• Short task
Collect each line below that contains the string "gravel" and copy it out. Case counts.

• Data lines

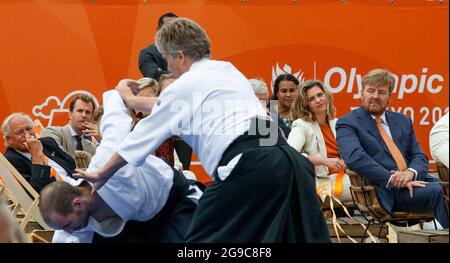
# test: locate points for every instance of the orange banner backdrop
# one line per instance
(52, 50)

---

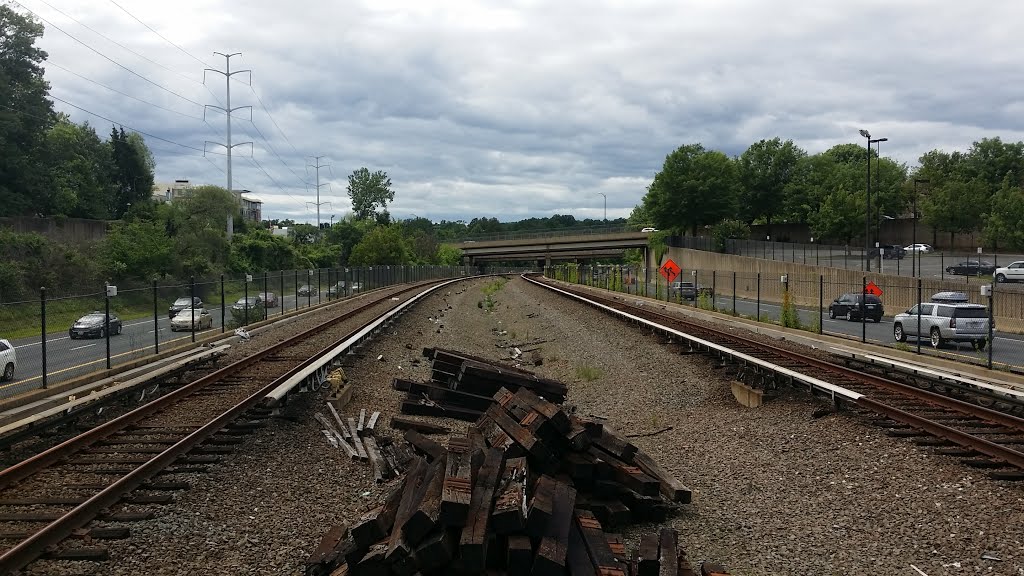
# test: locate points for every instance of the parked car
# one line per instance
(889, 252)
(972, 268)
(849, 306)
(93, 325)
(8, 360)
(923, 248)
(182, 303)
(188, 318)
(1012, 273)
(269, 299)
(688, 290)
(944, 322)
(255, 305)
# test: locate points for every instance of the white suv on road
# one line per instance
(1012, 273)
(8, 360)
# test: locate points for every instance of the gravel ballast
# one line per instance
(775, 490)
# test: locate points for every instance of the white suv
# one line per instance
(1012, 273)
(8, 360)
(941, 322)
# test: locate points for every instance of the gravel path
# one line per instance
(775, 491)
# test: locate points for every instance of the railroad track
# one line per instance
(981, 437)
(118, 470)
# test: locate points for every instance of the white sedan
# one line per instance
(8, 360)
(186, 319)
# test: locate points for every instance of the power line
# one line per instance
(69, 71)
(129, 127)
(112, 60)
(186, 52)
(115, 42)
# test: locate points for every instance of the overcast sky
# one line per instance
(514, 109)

• Written answer
# test: locate points for every instance of the gravel ballast
# test: locate points for every instance of the gravel path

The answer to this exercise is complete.